FRAGMENTO DEL TEXTO:
==============================

Se establece el principio de ABS (Access and Benefit Sharing), que deja claro el deber de cualquier interesado en comercializar con algún un recurso genético, de explicarle con todo detalle a los dueños del mismo, qué es exactamente lo que tienen creciendo en sus tierras y solicitar el acceso a éste de manera consciente y legal. Un ejemplo de lo complejas que pueden ser estas negociaciones es la herbolaria tradicional, en cuyo caso el conocimiento de los pueblos originarios sobre las propiedades de las plantas, hongos y animales es tan importante como la investigación en grandes laboratorios y es ahí donde las cosas se ponen color de hormiga.
En el mejor de los casos se comparten las ganancias, pero si algo sale mal, cosa que es muy común, los dueños de la tierra y del conocimiento, sintiéndose engañados, recurren a demandas.
¿Cómo darle la vuelta a este problema de desigualdad entre el norte y el sur?

==============================

LISTADO RECIBIDO:
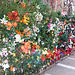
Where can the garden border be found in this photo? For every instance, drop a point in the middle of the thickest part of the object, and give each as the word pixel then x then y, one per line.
pixel 50 66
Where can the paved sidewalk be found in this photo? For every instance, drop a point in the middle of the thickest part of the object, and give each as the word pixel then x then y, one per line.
pixel 64 67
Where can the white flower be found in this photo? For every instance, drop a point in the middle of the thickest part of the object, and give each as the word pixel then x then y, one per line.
pixel 18 38
pixel 5 66
pixel 3 20
pixel 1 54
pixel 39 16
pixel 44 52
pixel 38 7
pixel 35 29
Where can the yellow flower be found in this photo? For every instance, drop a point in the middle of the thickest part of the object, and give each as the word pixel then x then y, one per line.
pixel 25 20
pixel 29 65
pixel 14 54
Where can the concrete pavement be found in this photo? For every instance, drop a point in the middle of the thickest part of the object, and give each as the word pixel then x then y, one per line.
pixel 64 67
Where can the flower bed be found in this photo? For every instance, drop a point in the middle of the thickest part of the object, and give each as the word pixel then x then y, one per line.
pixel 32 38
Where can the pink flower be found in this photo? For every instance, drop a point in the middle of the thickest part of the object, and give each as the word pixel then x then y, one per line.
pixel 49 25
pixel 11 35
pixel 64 13
pixel 50 20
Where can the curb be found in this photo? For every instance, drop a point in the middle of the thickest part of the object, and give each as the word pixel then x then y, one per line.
pixel 52 65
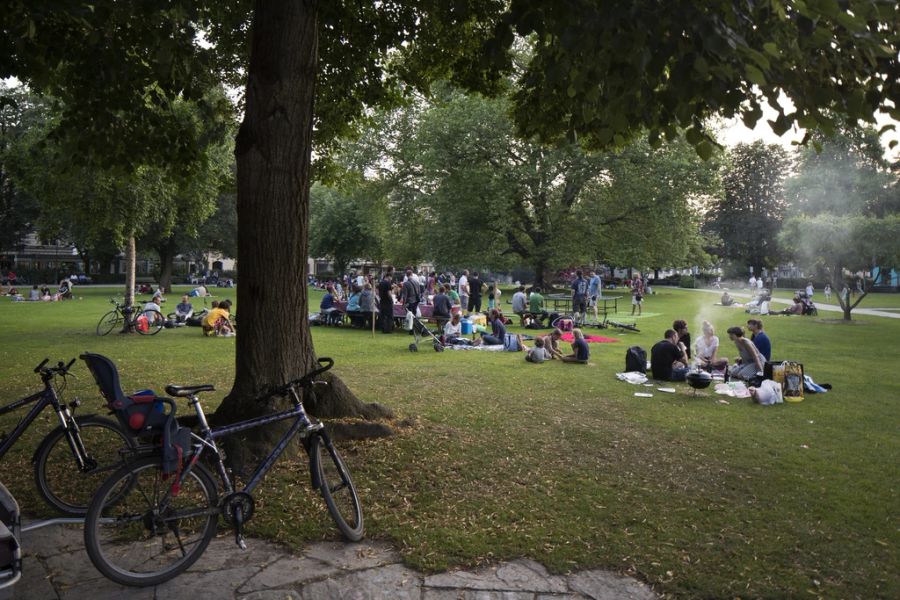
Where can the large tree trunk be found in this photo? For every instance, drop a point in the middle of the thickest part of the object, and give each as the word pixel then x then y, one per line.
pixel 166 253
pixel 273 173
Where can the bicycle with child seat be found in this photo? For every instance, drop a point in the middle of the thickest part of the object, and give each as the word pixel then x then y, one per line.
pixel 144 528
pixel 145 322
pixel 72 461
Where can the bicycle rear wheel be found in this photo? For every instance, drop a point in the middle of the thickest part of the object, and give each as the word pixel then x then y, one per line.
pixel 155 323
pixel 110 321
pixel 138 533
pixel 336 486
pixel 59 480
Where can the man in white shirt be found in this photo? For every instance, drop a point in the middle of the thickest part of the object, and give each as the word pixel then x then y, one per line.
pixel 520 302
pixel 464 289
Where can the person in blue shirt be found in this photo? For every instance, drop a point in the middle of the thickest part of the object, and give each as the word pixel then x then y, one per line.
pixel 760 339
pixel 595 291
pixel 498 330
pixel 580 350
pixel 327 308
pixel 579 297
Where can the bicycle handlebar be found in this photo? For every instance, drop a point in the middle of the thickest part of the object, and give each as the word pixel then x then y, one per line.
pixel 60 369
pixel 281 390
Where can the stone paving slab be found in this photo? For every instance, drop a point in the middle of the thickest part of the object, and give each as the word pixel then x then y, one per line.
pixel 57 568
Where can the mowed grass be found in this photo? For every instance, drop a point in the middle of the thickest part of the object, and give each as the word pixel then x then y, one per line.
pixel 562 463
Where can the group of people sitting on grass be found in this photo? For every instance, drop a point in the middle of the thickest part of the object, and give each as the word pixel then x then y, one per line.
pixel 545 347
pixel 672 358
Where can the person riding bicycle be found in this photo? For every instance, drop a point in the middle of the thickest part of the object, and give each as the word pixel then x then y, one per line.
pixel 218 320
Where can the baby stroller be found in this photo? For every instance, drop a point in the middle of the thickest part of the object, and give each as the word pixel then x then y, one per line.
pixel 420 331
pixel 809 307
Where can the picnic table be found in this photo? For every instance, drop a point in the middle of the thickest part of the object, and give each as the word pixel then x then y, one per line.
pixel 562 303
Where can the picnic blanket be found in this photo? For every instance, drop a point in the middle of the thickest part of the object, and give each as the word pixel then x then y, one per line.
pixel 591 339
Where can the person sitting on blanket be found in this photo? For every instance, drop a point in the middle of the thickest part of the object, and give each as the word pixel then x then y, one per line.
pixel 750 361
pixel 327 308
pixel 795 309
pixel 580 350
pixel 538 354
pixel 498 330
pixel 551 343
pixel 441 304
pixel 218 320
pixel 520 303
pixel 706 347
pixel 453 333
pixel 668 358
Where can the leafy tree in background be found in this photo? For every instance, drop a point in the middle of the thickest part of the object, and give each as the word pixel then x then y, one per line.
pixel 346 226
pixel 747 217
pixel 603 70
pixel 848 175
pixel 842 246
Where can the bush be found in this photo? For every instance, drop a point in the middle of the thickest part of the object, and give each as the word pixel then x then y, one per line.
pixel 687 281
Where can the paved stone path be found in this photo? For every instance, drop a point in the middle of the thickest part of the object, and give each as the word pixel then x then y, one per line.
pixel 58 568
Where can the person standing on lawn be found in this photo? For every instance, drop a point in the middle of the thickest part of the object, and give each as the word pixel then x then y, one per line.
pixel 760 339
pixel 386 301
pixel 637 295
pixel 580 350
pixel 579 298
pixel 668 358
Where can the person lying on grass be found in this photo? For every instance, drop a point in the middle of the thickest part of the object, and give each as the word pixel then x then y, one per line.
pixel 750 361
pixel 668 358
pixel 453 333
pixel 580 350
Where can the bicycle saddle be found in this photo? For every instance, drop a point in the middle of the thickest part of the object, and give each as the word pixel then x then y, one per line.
pixel 183 391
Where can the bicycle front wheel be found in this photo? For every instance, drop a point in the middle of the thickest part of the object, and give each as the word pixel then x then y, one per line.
pixel 336 487
pixel 59 480
pixel 155 323
pixel 139 533
pixel 110 321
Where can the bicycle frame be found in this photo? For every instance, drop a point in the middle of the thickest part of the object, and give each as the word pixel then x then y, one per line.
pixel 210 435
pixel 44 398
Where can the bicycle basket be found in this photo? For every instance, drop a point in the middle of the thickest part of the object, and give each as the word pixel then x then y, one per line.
pixel 143 413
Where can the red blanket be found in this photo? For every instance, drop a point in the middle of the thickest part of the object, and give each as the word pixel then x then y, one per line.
pixel 591 339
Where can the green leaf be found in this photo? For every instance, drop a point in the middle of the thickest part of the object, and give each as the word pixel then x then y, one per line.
pixel 754 75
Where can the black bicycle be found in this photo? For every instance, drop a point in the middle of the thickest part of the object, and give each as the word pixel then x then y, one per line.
pixel 72 460
pixel 144 527
pixel 145 322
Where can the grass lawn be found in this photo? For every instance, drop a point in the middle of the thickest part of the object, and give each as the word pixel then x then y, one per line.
pixel 562 463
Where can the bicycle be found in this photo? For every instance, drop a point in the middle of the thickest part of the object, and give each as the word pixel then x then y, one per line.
pixel 95 443
pixel 145 322
pixel 144 528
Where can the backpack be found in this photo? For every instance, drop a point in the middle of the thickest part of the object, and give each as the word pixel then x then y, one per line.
pixel 636 360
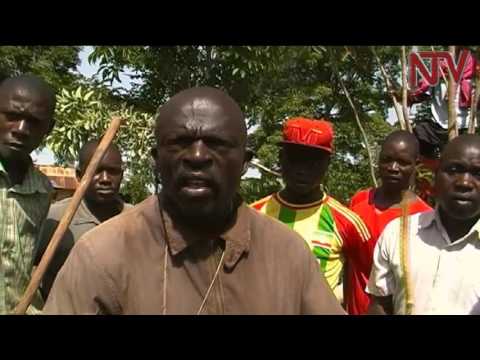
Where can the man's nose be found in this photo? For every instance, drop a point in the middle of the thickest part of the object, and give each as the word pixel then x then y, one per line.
pixel 394 166
pixel 104 177
pixel 22 129
pixel 198 155
pixel 464 181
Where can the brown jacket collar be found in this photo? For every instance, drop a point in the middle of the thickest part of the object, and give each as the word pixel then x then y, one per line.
pixel 237 238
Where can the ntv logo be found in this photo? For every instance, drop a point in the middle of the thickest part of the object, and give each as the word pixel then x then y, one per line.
pixel 416 65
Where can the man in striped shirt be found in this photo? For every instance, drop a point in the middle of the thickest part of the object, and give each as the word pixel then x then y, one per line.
pixel 330 229
pixel 27 105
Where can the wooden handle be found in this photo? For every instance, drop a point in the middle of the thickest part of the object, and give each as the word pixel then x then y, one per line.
pixel 32 287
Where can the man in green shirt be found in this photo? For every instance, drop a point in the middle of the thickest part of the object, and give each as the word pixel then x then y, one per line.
pixel 27 105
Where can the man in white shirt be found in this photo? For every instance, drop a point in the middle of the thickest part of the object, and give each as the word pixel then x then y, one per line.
pixel 433 267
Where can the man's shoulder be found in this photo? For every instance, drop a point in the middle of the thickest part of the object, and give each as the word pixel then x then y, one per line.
pixel 391 232
pixel 259 204
pixel 127 225
pixel 57 209
pixel 347 219
pixel 360 197
pixel 272 231
pixel 41 180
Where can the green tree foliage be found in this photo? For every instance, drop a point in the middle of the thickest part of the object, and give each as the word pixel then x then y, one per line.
pixel 56 64
pixel 85 113
pixel 271 84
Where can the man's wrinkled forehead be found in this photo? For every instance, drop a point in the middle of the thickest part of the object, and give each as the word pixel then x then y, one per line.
pixel 201 114
pixel 469 153
pixel 20 99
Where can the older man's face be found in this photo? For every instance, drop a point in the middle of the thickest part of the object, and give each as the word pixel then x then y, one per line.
pixel 200 158
pixel 25 119
pixel 458 182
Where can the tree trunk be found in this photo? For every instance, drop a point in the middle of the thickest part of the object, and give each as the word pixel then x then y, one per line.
pixel 357 118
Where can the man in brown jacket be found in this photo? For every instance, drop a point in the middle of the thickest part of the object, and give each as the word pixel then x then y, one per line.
pixel 196 248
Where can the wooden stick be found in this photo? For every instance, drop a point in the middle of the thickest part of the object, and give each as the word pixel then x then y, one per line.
pixel 32 287
pixel 452 104
pixel 406 114
pixel 405 254
pixel 391 91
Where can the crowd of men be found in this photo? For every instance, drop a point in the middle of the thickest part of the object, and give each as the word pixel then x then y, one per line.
pixel 196 247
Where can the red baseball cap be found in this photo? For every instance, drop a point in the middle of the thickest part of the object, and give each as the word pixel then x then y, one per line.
pixel 309 132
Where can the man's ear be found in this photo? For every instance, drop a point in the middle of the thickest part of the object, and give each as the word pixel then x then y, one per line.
pixel 51 125
pixel 153 152
pixel 248 157
pixel 78 173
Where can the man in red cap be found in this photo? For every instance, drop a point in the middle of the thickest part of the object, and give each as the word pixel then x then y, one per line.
pixel 329 228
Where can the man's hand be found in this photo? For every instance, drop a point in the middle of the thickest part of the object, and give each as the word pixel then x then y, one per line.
pixel 380 305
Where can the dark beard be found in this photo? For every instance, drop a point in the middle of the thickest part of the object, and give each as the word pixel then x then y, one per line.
pixel 215 221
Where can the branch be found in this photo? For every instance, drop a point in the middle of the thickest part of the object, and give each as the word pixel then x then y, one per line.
pixel 257 164
pixel 475 97
pixel 357 118
pixel 391 91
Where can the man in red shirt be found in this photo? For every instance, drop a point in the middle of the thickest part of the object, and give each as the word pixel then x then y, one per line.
pixel 377 207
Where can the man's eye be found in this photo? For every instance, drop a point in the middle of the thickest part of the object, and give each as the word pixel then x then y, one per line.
pixel 178 142
pixel 453 170
pixel 13 117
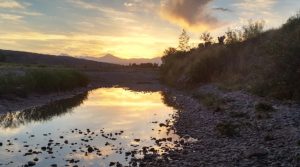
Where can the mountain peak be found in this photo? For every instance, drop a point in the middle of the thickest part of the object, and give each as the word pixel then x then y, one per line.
pixel 109 58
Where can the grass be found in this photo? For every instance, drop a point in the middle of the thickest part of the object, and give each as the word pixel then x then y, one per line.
pixel 22 80
pixel 235 114
pixel 266 64
pixel 209 100
pixel 263 110
pixel 228 129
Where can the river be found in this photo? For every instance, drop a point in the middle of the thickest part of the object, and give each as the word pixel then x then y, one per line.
pixel 106 126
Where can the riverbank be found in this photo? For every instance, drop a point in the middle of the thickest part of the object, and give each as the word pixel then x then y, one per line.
pixel 139 80
pixel 233 129
pixel 228 128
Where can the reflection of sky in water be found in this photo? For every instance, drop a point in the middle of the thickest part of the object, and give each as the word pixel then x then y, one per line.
pixel 111 109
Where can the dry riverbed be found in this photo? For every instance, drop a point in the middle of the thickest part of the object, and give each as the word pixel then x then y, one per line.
pixel 217 127
pixel 232 129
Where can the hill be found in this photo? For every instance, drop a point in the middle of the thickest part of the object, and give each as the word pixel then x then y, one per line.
pixel 265 63
pixel 19 57
pixel 116 60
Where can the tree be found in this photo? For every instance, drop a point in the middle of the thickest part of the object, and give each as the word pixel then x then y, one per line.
pixel 2 58
pixel 253 29
pixel 207 38
pixel 221 39
pixel 233 36
pixel 184 41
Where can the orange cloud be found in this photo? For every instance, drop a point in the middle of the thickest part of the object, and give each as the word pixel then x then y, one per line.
pixel 191 14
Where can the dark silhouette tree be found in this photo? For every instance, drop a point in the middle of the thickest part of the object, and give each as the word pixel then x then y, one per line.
pixel 184 41
pixel 221 39
pixel 207 38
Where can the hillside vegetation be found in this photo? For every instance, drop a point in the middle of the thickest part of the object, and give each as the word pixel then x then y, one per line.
pixel 264 62
pixel 22 80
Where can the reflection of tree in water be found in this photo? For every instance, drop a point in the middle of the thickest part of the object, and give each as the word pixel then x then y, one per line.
pixel 168 99
pixel 39 114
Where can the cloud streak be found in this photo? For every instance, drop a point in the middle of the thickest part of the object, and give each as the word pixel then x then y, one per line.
pixel 193 14
pixel 11 4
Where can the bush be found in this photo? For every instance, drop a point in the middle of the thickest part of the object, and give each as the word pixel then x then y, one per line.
pixel 265 63
pixel 211 101
pixel 2 58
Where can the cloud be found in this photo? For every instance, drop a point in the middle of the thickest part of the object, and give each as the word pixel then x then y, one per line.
pixel 193 14
pixel 222 9
pixel 10 4
pixel 257 10
pixel 10 17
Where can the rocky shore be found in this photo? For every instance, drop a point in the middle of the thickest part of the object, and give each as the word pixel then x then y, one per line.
pixel 240 130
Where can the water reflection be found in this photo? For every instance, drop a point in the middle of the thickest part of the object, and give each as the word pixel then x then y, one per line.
pixel 38 114
pixel 107 125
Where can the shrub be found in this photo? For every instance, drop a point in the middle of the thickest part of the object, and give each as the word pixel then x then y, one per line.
pixel 264 107
pixel 265 63
pixel 263 110
pixel 2 58
pixel 211 101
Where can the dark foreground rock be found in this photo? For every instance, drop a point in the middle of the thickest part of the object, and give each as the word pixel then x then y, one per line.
pixel 238 133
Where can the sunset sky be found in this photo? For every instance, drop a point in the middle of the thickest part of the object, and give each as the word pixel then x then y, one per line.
pixel 126 28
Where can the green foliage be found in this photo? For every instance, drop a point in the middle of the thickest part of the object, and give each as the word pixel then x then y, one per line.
pixel 42 80
pixel 263 110
pixel 211 101
pixel 207 38
pixel 228 129
pixel 264 107
pixel 184 41
pixel 253 29
pixel 265 63
pixel 2 58
pixel 233 36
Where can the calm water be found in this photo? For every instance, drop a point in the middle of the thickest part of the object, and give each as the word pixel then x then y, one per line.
pixel 110 121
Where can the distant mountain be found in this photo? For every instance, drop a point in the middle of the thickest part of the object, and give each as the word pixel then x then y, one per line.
pixel 50 60
pixel 116 60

==============================

TAREAS POR HACER:
(A) Vuelve a escribir tal cual el fragmento sobre el principio ABS, empezando por "En el mejor" y siguiendo hasta "recurren a demandas.".
(B) Según el fragmento sobre el principio ABS, ¿qué hacen los dueños de la tierra y del conocimiento cuando algo sale mal y se sienten engañados?

RESPUESTAS POR TAREA:
(A)
En el mejor de los casos se comparten las ganancias, pero si algo sale mal, cosa que es muy común, los dueños de la tierra y del conocimiento, sintiéndose engañados, recurren a demandas.

(B) Recurren a demandas.